Die Aufgaben.
(a) Wie lange ist Gabriele Kaiser laut dem Interview über die Begleitung von Schülern bereits Jobcoach an der Goethe-Gemeinschaftsschule Kiel?
(b) Zähle alle Themen auf, bei denen Gabriele Kaiser nach eigener Aussage im Interview über die Begleitung von Schülern in Einzelgesprächen ansetzt.
(c) Setze das Interview über die Begleitung von Schülern nach seinem letzten Satz fort.

Bereitgestellter Auszug.
◇ ◇ ◇ ◇
„Ich sehe junge Menschen wachsen“
Gabriele Kaiser, Jobcoach an der Goethe‑Gemeinschaftsschule Kiel, im Gespräch mit der Redaktion über die langfristige Begleitung von Schülern, individuelle Förderung und den Mut, jungen Menschen realistische Wege aufzuzeigen.
Frau Kaiser, Sie sind seit drei Jahren Jobcoach an der Goethe-Gemeinschaftsschule Kiel. Welche Position haben Sie dort und wie grenzt sich diese von der Arbeit der Lehrkräfte ab?
Ich arbeite eng mit Schülerinnen und Schülern, die im Bereich Berufsorientierung wenig Unterstützung von zu Hause bekommen oder diese auch verweigern. Sowie Schülerinnen und Schülern mit Migrationsgeschichte, denen das deutsche Bildungssystem fremd ist. Ich sehe mich nicht als Konkurrenz zu Lehrkräften, sondern als Ergänzung in Einzelgesprächen. Dort, wo sich individuelle Fragen ergeben, setze ich an: bei der Frage nach einem passenden Schulabschluss, einer Ausbildung, einem FSJ, dem freiwilligen Handwerks Jahr oder der Suche nach einem Praktikumsplatz.
Sie sagten im Vorjahr, Ihre Arbeit sei ‚privilegiert und erfüllend‘. Ist das noch immer so?
Absolut. Vieles, was ich mit den Schülerinnen und Schülern bespreche, kommt erst nach Jahren wirklich an. Sie brauchen oft Zeit, um zu verstehen, was zu ihnen passt. Ich beobachte deshalb gerne, wie sich langsam Türen öffnen – das motiviert mich sehr.
Weshalb dauert es oft so lange, bis das Coaching greift?
Weil viele mit Erwartungen ihrer Herkunftsfamilien zu uns kommen. ‚Du musst studieren!‘ – das ist oft die Parole. Aber wer zuhause bei Nachhilfe und durchschnittlichen Noten seinen ESA/MSA gerade so schafft, braucht vielleicht eine Alternative: eine Ausbildung, in der sie ihre Stärken – soziale Kompetenz, handwerkliches Geschick – zeigen können. Solche Perspektivwechsel sind nicht leicht – und brauchen Zeit.
Können Sie ein konkretes Beispiel nennen?
Ich hatte einen jungen Mann vor mir, der sehr passiv und schweigsam war. Irgendwann habe ich begriffen, er wollte sich einfach sehr cool geben. Ich wusste aber, dass er gern Fußball spielt, also habe ich, um erstmal den Kontakt herzustellen, nach seinem schönsten Fußballmoment gefragt. Und dann gab es plötzlich diesen Klick – er stand auf und erzählte lebhaft und völlig anders. Er hat erkannt, dass er mehr kann, als er dachte. Solche Momente sind unbezahlbar – wenn jemand sich selbst neu sieht. Und dann gehen wir gemeinsam Bewerbungen an – ehrlich, gut formuliert und wirklich passend.
◇ ◇ ◇ ◇
Gesammelte Daten.
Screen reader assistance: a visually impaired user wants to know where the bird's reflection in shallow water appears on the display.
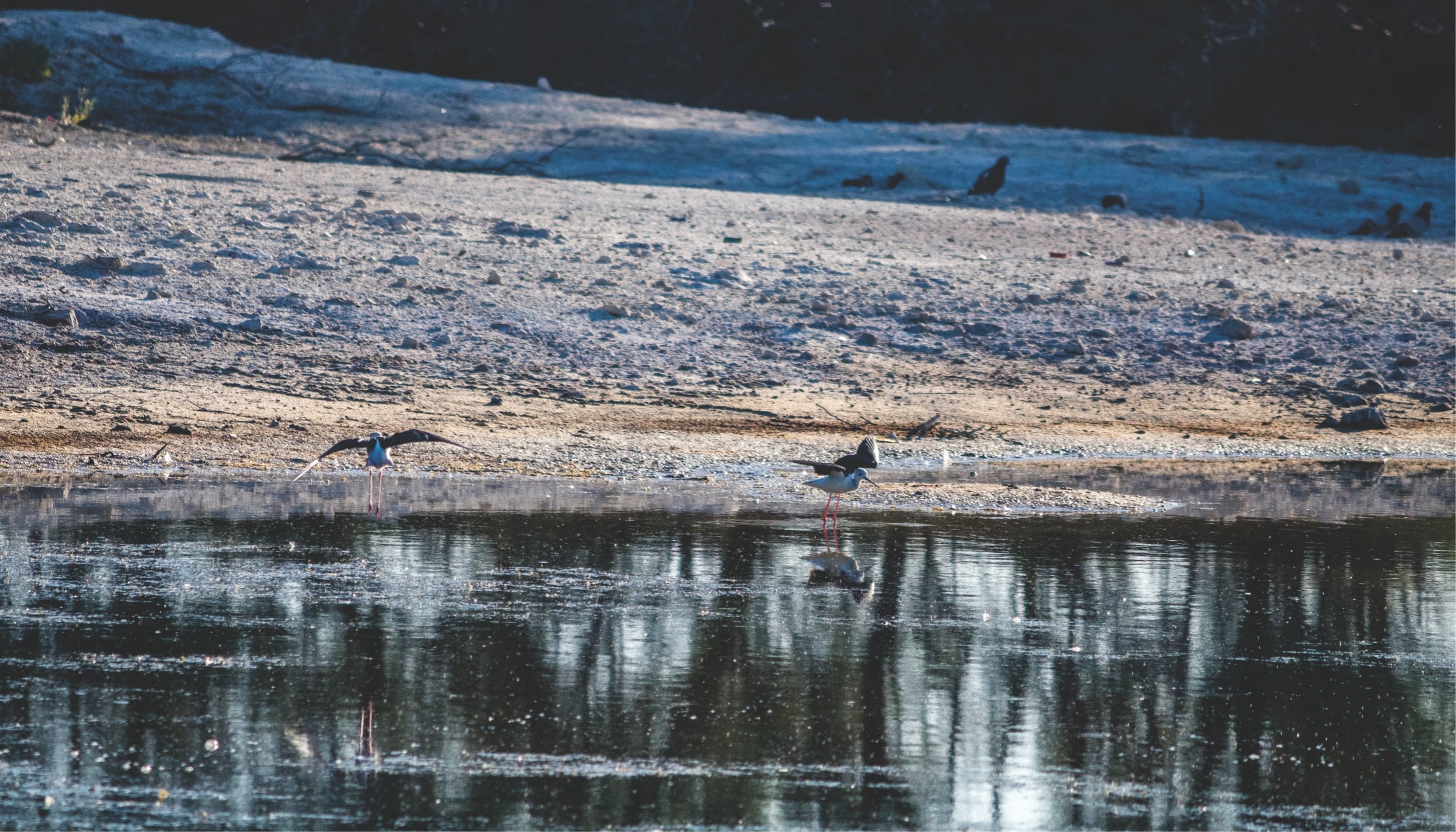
[804,549,875,600]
◇ ◇ ◇ ◇
Lösungen der Aufgaben.
(a) Seit drei Jahren.

(b)
- ein passender Schulabschluss
- eine Ausbildung
- ein FSJ
- das freiwillige Handwerks Jahr
- die Suche nach einem Praktikumsplatz

(c)
Welche Hürden begegnen Ihnen gerade beim Thema Bewerbung?
Oft fehlt grundlegende Vorbereitung: E-Mail-Adressen wie ‚zerobrain@…‘ oder schlecht strukturierte Lebensläufe. Wenn Schülerinnen und Schüler engagiert sind, setzen wir uns hin – auch mal drei Stunden –, um ein vollständiges Anschreiben zu erstellen. Und es wirkt: Viele erhalten daraufhin Einladungen oder Praktikumsplätze.
Wie verläuft die Zusammenarbeit mit den Lehrkräften und dem Kollegium?
Sehr gut. Über die Jahre baut sich Vertrauen auf: Wenn Schüler sehen, dass andere bei mir Hilfe erhalten und erfolgreich werden, sprechen sie mich direkt an. Lehrkräfte empfehlen mich weiter und die Kooperation funktioniert hervorragend. Das ist der Kern: ein sich entwickelndes Netzwerk aus individueller Beratung, Vertrauen und Schule.
Sie wünschen sich eine feste Stellung Ihres Jobs. Warum?
Weil der Bedarf da ist. Klar, Projektförderung ‚YOURJOB‘ wird jährlich neu verhandelt – derzeit läuft die Förderrunde der Stadt Kiel für 2026. Aber nur stabile, institutionalisierte Stellen ermöglichen Kontinuität. Wenn jede Schule einen Jobcoach hätte, könnten langfristig nachhaltige Veränderungen erreicht werden.
Wie erleben Sie den Bedarf in der Schülerschaft konkret?
Häufig kommen die Schülerinnen und Schüler, die ihre berufliche Zukunft planen, viel zu spät zu mir. Da gilt es kreativ und flexibel einen Plan B zu entwickeln.
Wie erleben Sie die Generation der jungen Menschen heute?
Manche Schülerinnen und Schüler starten frei und unbedarft in das Berufsleben. Andererseits stehen die jungen Menschen vor der Herausforderung, ein berufliches Fundament zu errichten, das tragfähig ist und auch bleibt und offen ist für die persönliche Entwicklung.
Wie sehen Sie die Rolle von Betrieben in diesem Prozess?
Gerade im Übergang zu Ausbildungsstellen gibt es Defizite wie z. B. mangelnde Ausbildungsreife, Durchhaltevermögen, Kritikfähigkeit oder auch ein respektvoller Umgang untereinander. Dies ist für manche Betriebe sicherlich auch eine Herausforderung. Vor dem Hintergrund des Fachkräftemangels wünsche ich mir, dass sich mehr Betriebe der gesellschaftlichen Herausforderung stellen. Bewerbungsverfahren können meiner Meinung nach deutlich vereinfacht werden.
Was treibt Sie persönlich an?
Pure Freude und Glück, wenn Schülerinnen und Schüler erkennen, was sie können. Dies ist mein Ziel! Ich sehe mich als Schatzsucherin, die hilft Talente zu heben und Orientierung zu geben. Wenn Schüler und Schülerinnen berichten ‚Jetzt habe ich das Gefühl etwas zu können‘ oder ‚Jetzt weiß ich warum es notwendig ist schnell deutsch zu lernen‘, das ist für mich das wahre Erfolgserlebnis.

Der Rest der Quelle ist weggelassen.